TEXT SECTION:
.....
Simulator not found, verify IOS_DEVICE_NAME with xcrun simctl list devices.
App path missing, run make build-ios-demo or set IOS_APP_PATH to a simulator .app bundle.
Device build installed into simulator, rebuild the app with -sdk iphonesimulator.
Bundle ID mismatch, check IOS_BUNDLE_ID matches the app’s PRODUCT_BUNDLE_IDENTIFIER.
Driver build failure, read <cache>/logs/build.log (path printed in the error). Common causes: SDK no longer installed, signing config drift, stale derived data. make clean-ios-driver-cache then retry.
Driver health timeout, Tales auto-retries once with a rebuilt cache. If it still fails, inspect the runtime log at build/artifacts/mobile/driver/<target>/driver.log.
Stale CoreSimulator after Xcode upgrade, run sudo xcodebuild -runFirstLaunch, then xcrun simctl shutdown all, then killall -9 com.apple.CoreSimulator.CoreSimulatorService || true, then xcrun simctl list devices. Optionally make clean-ios-driver-cache to force a fresh driver build.
Element not found, verify .accessibilityIdentifier(...) and inspect hierarchy.json.
No screenshot, check simulator permissions and fallback xcrun simctl io screenshot availability.
Port conflict, set IOS_DRIVER_HOST or update the target driver port in the .tales file.

Known limitations

iOS only; Android is intentionally not implemented in V1.
No OCR, image matching, XPath, or predicate-based selection.
No cloud device support.
Real-device signing is best effort and not a V1 target.
The driver transport is HTTP/JSON for now.
.....
DATA:

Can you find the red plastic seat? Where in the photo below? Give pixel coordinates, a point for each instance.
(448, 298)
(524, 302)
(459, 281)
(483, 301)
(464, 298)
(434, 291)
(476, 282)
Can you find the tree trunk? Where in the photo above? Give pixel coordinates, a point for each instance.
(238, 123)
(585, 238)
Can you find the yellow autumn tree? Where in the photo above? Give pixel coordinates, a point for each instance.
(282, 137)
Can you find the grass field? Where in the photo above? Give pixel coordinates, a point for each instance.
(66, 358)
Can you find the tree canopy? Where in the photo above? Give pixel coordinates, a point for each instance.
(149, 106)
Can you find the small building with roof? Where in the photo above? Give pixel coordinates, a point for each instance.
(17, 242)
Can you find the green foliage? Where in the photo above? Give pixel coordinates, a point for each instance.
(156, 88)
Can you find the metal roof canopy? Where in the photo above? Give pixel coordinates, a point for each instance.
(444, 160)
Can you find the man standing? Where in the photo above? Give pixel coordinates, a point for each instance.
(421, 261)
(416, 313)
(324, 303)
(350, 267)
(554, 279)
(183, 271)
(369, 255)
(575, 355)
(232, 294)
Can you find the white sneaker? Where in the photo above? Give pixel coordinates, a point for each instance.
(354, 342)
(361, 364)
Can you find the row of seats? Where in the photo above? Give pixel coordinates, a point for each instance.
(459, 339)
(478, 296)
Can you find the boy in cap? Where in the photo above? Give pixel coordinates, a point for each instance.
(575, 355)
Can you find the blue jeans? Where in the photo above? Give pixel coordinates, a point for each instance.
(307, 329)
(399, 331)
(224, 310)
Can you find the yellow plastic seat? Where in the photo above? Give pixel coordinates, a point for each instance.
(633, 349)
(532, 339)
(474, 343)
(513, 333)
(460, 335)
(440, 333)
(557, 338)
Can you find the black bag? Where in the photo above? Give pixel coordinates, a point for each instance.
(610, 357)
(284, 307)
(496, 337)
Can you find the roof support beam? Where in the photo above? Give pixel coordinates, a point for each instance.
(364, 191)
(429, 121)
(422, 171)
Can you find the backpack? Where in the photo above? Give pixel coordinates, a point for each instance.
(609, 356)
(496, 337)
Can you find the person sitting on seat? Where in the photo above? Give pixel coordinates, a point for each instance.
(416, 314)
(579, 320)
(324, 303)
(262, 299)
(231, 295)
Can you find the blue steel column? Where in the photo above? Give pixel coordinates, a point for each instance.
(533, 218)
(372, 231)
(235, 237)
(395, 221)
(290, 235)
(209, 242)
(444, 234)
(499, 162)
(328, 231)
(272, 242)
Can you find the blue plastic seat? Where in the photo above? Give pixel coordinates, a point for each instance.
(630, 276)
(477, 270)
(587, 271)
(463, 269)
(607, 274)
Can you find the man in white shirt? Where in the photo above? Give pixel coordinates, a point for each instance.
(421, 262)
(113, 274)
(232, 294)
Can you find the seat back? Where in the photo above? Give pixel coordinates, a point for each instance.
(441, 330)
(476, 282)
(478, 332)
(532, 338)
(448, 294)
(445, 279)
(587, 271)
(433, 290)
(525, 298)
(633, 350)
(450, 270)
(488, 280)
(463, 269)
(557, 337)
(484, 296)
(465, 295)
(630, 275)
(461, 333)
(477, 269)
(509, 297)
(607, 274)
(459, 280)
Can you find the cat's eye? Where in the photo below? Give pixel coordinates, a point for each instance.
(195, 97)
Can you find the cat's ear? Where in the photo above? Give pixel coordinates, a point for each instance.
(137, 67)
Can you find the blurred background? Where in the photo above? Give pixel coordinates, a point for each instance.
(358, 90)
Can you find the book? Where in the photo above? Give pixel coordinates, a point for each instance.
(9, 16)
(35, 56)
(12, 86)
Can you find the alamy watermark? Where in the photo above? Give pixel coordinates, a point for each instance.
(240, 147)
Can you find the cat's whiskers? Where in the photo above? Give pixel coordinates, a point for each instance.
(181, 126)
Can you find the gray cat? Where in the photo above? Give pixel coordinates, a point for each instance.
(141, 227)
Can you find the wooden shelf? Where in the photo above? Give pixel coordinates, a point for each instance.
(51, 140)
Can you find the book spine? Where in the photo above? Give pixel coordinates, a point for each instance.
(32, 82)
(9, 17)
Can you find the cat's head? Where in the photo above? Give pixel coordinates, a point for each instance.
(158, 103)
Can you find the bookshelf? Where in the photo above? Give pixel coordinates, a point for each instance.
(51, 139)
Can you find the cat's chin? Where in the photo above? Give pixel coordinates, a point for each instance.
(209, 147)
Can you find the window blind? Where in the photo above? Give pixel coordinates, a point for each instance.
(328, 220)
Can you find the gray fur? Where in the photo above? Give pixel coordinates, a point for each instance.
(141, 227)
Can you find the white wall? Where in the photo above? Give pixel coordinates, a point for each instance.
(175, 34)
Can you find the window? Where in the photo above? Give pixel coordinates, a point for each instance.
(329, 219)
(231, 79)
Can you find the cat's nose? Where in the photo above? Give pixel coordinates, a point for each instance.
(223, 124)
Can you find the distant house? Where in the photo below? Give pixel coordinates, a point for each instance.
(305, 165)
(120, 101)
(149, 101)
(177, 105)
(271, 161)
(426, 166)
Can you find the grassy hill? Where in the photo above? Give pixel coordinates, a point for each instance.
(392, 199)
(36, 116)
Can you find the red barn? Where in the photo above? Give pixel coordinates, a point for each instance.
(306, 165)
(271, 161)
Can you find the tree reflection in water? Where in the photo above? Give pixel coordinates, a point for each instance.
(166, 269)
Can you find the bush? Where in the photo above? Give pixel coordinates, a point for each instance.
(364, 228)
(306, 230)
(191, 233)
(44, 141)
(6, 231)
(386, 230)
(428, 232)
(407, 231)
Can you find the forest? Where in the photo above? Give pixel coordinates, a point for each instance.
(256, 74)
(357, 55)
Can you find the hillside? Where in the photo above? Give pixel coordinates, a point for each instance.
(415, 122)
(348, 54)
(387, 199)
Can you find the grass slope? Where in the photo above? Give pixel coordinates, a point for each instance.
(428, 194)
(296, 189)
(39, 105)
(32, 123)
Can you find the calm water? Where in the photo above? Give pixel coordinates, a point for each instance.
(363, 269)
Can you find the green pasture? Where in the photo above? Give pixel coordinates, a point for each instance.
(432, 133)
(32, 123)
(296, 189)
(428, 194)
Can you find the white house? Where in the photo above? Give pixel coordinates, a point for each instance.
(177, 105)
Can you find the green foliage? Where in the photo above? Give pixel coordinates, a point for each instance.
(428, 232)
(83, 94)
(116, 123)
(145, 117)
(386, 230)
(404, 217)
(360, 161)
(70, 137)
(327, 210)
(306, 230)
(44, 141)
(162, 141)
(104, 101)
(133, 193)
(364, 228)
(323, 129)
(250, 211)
.....
REQUEST 1: From the iOS troubleshooting text, extract the stretch from "App path missing, run" through "clean-ios-driver-cache then retry." and copy it verbatim.
REQUEST 2: List every setting name beginning with "IOS_" that appears in the iOS troubleshooting text.
REQUEST 3: Rewrite the paragraph of the iOS troubleshooting text that starts "Stale CoreSimulator after Xcode upgrade" as a list of steps, keeping its commands.

COMPLETE ANSWER 1:
App path missing, run make build-ios-demo or set IOS_APP_PATH to a simulator .app bundle.
Device build installed into simulator, rebuild the app with -sdk iphonesimulator.
Bundle ID mismatch, check IOS_BUNDLE_ID matches the app’s PRODUCT_BUNDLE_IDENTIFIER.
Driver build failure, read <cache>/logs/build.log (path printed in the error). Common causes: SDK no longer installed, signing config drift, stale derived data. make clean-ios-driver-cache then retry.

COMPLETE ANSWER 2:
IOS_DEVICE_NAME
IOS_APP_PATH
IOS_BUNDLE_ID
IOS_DRIVER_HOST

COMPLETE ANSWER 3:
Stale CoreSimulator after Xcode upgrade:
1. Run sudo xcodebuild -runFirstLaunch.
2. Run xcrun simctl shutdown all.
3. Run killall -9 com.apple.CoreSimulator.CoreSimulatorService || true.
4. Run xcrun simctl list devices.
5. Optionally, run make clean-ios-driver-cache to force a fresh driver build.